#### Record set

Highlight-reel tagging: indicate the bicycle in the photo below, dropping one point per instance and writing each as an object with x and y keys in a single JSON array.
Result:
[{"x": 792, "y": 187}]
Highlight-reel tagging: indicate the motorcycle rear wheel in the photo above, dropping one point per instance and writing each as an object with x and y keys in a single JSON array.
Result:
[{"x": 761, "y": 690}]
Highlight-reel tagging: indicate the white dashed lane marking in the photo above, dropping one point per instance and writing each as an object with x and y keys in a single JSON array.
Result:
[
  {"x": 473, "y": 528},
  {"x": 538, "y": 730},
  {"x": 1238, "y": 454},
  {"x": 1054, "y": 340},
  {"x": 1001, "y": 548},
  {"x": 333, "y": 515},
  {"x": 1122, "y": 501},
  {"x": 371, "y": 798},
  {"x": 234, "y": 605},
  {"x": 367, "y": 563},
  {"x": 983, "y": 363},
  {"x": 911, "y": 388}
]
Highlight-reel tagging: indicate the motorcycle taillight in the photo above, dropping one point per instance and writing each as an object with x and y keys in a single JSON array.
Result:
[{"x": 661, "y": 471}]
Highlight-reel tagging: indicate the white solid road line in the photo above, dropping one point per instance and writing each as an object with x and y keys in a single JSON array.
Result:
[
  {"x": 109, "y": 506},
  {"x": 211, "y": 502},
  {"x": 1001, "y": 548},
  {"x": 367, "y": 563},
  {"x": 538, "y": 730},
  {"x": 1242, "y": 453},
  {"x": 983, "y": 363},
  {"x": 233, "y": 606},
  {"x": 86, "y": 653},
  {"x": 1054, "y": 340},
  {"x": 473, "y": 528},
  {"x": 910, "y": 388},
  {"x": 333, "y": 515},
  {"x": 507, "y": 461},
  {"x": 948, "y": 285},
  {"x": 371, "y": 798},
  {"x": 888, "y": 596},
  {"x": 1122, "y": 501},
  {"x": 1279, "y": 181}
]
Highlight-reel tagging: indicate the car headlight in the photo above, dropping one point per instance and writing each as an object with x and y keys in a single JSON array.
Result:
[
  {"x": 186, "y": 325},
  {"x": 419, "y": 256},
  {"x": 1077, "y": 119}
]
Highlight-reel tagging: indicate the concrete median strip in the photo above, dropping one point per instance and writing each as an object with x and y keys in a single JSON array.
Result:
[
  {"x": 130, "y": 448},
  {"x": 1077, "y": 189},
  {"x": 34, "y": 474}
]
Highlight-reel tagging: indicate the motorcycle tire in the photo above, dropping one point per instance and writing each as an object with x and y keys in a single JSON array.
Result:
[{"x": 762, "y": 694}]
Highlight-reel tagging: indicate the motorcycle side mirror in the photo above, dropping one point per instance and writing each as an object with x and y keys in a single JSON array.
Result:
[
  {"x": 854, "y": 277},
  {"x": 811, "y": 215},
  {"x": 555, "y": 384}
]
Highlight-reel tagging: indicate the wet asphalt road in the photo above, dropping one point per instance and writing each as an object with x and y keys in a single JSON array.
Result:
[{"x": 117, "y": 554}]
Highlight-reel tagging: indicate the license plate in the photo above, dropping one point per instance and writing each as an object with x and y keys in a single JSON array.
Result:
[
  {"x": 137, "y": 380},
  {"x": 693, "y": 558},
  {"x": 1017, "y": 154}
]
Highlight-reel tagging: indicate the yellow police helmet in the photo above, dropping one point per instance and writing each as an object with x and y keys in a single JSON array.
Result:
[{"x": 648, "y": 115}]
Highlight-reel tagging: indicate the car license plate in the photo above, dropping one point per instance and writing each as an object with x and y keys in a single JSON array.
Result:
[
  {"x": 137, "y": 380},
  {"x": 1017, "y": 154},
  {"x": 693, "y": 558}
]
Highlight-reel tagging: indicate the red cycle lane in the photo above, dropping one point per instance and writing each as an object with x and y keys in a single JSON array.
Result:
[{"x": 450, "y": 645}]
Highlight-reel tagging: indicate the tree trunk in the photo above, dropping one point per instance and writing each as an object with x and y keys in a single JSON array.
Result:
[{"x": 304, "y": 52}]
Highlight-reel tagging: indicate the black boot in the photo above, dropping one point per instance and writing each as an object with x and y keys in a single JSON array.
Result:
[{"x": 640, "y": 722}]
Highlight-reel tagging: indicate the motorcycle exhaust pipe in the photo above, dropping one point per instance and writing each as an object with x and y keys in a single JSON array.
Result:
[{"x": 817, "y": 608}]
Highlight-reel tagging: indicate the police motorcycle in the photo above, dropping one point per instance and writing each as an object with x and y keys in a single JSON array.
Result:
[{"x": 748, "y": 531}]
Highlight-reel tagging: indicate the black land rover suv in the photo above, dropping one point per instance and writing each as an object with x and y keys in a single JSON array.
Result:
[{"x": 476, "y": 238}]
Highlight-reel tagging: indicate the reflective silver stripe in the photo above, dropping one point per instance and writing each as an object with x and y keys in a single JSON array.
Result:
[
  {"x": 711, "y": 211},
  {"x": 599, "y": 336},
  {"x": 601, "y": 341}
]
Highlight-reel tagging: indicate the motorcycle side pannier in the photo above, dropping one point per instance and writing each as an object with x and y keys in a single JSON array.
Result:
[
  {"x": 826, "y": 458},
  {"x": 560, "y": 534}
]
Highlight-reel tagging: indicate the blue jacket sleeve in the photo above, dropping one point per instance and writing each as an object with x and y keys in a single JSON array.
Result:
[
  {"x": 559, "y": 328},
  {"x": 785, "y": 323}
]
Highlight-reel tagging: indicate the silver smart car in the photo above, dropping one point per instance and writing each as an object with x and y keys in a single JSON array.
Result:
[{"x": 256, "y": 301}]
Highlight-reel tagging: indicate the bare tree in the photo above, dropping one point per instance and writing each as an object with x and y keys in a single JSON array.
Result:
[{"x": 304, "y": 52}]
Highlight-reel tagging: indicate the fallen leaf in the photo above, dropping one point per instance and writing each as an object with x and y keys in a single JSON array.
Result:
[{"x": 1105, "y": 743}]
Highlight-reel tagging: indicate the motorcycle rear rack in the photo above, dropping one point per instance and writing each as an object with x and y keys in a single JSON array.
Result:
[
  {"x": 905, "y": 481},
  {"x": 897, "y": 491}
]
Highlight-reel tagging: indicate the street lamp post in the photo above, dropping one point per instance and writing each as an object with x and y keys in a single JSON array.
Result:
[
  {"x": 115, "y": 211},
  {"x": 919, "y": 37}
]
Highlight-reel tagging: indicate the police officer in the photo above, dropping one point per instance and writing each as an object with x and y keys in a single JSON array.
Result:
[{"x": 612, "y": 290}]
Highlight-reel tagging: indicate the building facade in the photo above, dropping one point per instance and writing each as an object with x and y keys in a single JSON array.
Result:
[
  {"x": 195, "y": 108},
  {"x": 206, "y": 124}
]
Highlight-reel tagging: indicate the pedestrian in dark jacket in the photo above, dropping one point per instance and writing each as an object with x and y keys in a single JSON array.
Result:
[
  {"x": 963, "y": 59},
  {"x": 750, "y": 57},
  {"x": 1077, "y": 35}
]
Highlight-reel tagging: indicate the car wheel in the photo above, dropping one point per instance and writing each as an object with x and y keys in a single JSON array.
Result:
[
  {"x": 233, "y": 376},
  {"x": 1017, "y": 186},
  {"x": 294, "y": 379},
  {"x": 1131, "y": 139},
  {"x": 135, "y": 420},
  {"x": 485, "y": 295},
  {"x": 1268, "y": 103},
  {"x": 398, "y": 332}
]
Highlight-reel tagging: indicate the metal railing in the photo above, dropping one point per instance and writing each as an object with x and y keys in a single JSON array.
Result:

########

» Brief:
As the exercise requires, copy out the data shown above word for word.

» Exercise result:
Highlight-reel tagging: indicate the bicycle in the photo below, dropping one point per instance and writing each as an object with x and y keys in a single JSON array.
Result:
[{"x": 792, "y": 187}]
Highlight-reel tagging: indicate the motorcycle rear wheel in the photo above, dropping one point per instance and writing each as an object with x and y keys in a single JSON array.
Result:
[{"x": 761, "y": 690}]
Highlight-reel tagging: indicate the white dashed lane marking in the photo above, dropping one point per instance and writing each as an object with x and y keys in a single JSON array.
Result:
[
  {"x": 473, "y": 528},
  {"x": 538, "y": 730},
  {"x": 1238, "y": 454},
  {"x": 1054, "y": 340},
  {"x": 1001, "y": 548},
  {"x": 333, "y": 515},
  {"x": 1122, "y": 501},
  {"x": 371, "y": 798},
  {"x": 234, "y": 605},
  {"x": 367, "y": 563},
  {"x": 983, "y": 363},
  {"x": 911, "y": 388}
]
Highlight-reel tagging: indicate the motorcycle taillight in the photo above, dropping one point per instance and writing each as an object with x and y keys in a single JSON array.
Result:
[{"x": 661, "y": 471}]
Highlight-reel tagging: indicate the white solid road line in the photo above, dropping one point per instance and writing each as an object with x and y keys in a single JSON array.
Result:
[
  {"x": 109, "y": 506},
  {"x": 211, "y": 502},
  {"x": 1001, "y": 548},
  {"x": 367, "y": 563},
  {"x": 538, "y": 730},
  {"x": 1242, "y": 453},
  {"x": 983, "y": 363},
  {"x": 233, "y": 606},
  {"x": 86, "y": 653},
  {"x": 1054, "y": 340},
  {"x": 473, "y": 528},
  {"x": 910, "y": 388},
  {"x": 333, "y": 515},
  {"x": 507, "y": 461},
  {"x": 948, "y": 285},
  {"x": 371, "y": 798},
  {"x": 888, "y": 596},
  {"x": 1122, "y": 501},
  {"x": 1279, "y": 181}
]
Highlight-reel tagging: indicate the car headlight in the photo above, dropping one point per instance and writing each as an object with x and y keys in a single JSON array.
Result:
[
  {"x": 186, "y": 325},
  {"x": 419, "y": 256},
  {"x": 1077, "y": 119}
]
Highlight-reel tagging: indicate the concrete median strip in the photo above, dropping one point per instance and writing each as an object with x and y keys in a single JSON array.
Result:
[
  {"x": 130, "y": 448},
  {"x": 1077, "y": 189},
  {"x": 34, "y": 474}
]
Highlight-reel tagging: indicate the motorcycle tire in the photo above, dropping one point per instance and writing each as an object with x and y keys in a single JSON array.
Result:
[{"x": 762, "y": 694}]
Highlight-reel tagging: indicate the motorcycle side mirror in the photo above, dropping one point per instance and writing each as an object with x and y keys in a single JSON array.
Result:
[
  {"x": 854, "y": 277},
  {"x": 811, "y": 215},
  {"x": 555, "y": 384}
]
Highlight-reel tagging: indicate the wet asphalt road in the photo above, dropping one point per instance and writing each as an object with x and y keys in a single JSON array.
Result:
[{"x": 117, "y": 554}]
Highlight-reel tagging: indicate the license plate in the photo above, dropping one point per instance and writing each as an object with x and y keys in a single JSON array.
Result:
[
  {"x": 137, "y": 380},
  {"x": 693, "y": 558},
  {"x": 1017, "y": 154}
]
Highlight-reel tagging: indicate the yellow police helmet in the photo above, dropping one point per instance and writing each as an object with x and y keys in a single JSON array.
Result:
[{"x": 648, "y": 115}]
Highlight-reel tagging: indicate the car license plate in the photo above, dropping one point per instance and writing each as an object with x and y keys in a single JSON array.
Result:
[
  {"x": 137, "y": 380},
  {"x": 1017, "y": 154},
  {"x": 693, "y": 558}
]
Highlight-reel tagging: indicate the red cycle lane in the photo above, dropping one point per instance and writing each as an object with x and y keys in a single JSON array.
Result:
[{"x": 450, "y": 645}]
Highlight-reel tagging: indicate the tree trunk in the photo above, dropping one point per instance and writing each as an object with x and y keys in a single JSON array.
Result:
[{"x": 304, "y": 52}]
Highlight-reel tagging: indicate the black boot in the photo above, dropping one point per instance and writing each as an object with x and y keys in a single JSON array.
Result:
[{"x": 640, "y": 722}]
Highlight-reel tagging: indicate the motorcycle exhaust pipe in the photo above, dropping one point per instance and writing each as an object with x and y keys in a single JSON array.
Result:
[{"x": 817, "y": 608}]
Highlight-reel tagging: indicate the police motorcycle in the photo above, dropping one point per instance and writing each as an object with x and y keys in a single JSON array.
Result:
[{"x": 748, "y": 531}]
Highlight-reel tagging: indicate the black land rover suv in the photo above, dropping one point per instance and writing each as an object with x and y keys in a single JSON array.
Result:
[{"x": 476, "y": 238}]
Highlight-reel tagging: indicate the reflective silver stripe in the photo above, dropping one point per instance and writing each as an object with x and y keys in a single JSON array.
Result:
[
  {"x": 711, "y": 211},
  {"x": 599, "y": 336},
  {"x": 601, "y": 341}
]
Highlight-reel tagging: indicate the motorcycle side pannier in the photo above, dropping one point per instance and writing each as an object with x and y keys in a single JSON array.
Result:
[
  {"x": 826, "y": 458},
  {"x": 560, "y": 534}
]
Highlight-reel tagging: indicate the blue jacket sleeve in the photo above, dropping one point per instance and writing each as an object with x and y keys in a single JSON array.
Result:
[
  {"x": 559, "y": 328},
  {"x": 785, "y": 323}
]
Highlight-reel tagging: indicate the silver smart car in the photo above, dropping one point per instance and writing each as an object with x and y keys in a single JSON array.
Result:
[{"x": 256, "y": 301}]
Highlight-reel tagging: indicate the bare tree in the photo above, dropping one point per instance and writing each as an object with x and y keys in a single JSON array.
Result:
[{"x": 304, "y": 52}]
Highlight-reel tagging: indicate the fallen leaf in the photo above, dropping one point per instance and writing each as an object with x and y keys in a single JSON array.
Result:
[{"x": 1105, "y": 743}]
Highlight-reel tagging: indicate the motorcycle rear rack in the photo above, dropping one point per instance and writing each as an object with x and y keys in a single JSON array.
Result:
[
  {"x": 905, "y": 481},
  {"x": 897, "y": 491}
]
Highlight-reel tagging: indicate the street lamp post in the photo above, dropping one point per instance and writing each as an object with x and y keys in a single JSON array.
Result:
[
  {"x": 115, "y": 211},
  {"x": 919, "y": 37}
]
Highlight-reel tagging: indicate the police officer in the photo above, dropping one point per instance and writing each as an object with x and y keys in a single JSON array.
Result:
[{"x": 612, "y": 290}]
Highlight-reel tagging: indicate the building facade in the photo above, dropping one point per instance and writing each as an object with x and y keys in a single JSON array.
Result:
[
  {"x": 195, "y": 108},
  {"x": 206, "y": 124}
]
Highlight-reel tagging: indicate the pedestrian in dark jacket in the photo above, dropping one point per instance and writing each as an object with x and y keys in a single JSON array.
Result:
[
  {"x": 963, "y": 59},
  {"x": 750, "y": 57},
  {"x": 1077, "y": 35}
]
Highlight-reel tagging: indicate the car wheel in the photo above, dropping one point per instance and writing each as an object with x and y keys in a single JSON array.
Result:
[
  {"x": 233, "y": 376},
  {"x": 1017, "y": 186},
  {"x": 294, "y": 379},
  {"x": 1131, "y": 139},
  {"x": 135, "y": 420},
  {"x": 485, "y": 295},
  {"x": 1268, "y": 103},
  {"x": 398, "y": 332}
]
Highlight-reel tagging: indicate the metal railing in the photo above, dropping one point per instance and writing each as an object with x and y keys in a single JSON array.
Result:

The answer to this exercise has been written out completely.